Copy out each line in the listing below where the word "beach" appears.
[Opening Data to process section]
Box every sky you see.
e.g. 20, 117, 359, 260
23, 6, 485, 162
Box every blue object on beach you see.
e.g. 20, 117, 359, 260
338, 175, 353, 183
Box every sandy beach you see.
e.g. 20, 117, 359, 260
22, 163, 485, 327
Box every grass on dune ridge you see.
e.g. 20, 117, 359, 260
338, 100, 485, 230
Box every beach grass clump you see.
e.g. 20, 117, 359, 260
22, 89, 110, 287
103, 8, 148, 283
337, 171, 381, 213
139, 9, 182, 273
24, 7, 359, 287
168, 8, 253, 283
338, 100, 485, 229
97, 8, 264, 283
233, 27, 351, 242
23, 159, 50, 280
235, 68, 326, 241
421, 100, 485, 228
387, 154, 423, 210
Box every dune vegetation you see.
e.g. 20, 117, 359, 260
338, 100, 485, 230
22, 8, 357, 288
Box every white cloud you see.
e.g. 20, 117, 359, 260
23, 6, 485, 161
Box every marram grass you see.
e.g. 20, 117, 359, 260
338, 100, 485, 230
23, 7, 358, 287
[Closing Data to process section]
[Opening Data to process section]
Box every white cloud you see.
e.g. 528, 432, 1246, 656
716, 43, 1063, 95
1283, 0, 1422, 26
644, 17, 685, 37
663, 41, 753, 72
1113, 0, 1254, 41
[Closing Data to process section]
_Finished exercise_.
Box every blue object on beach you see.
Box every sandy beach you see.
Box every beach grass clump you see.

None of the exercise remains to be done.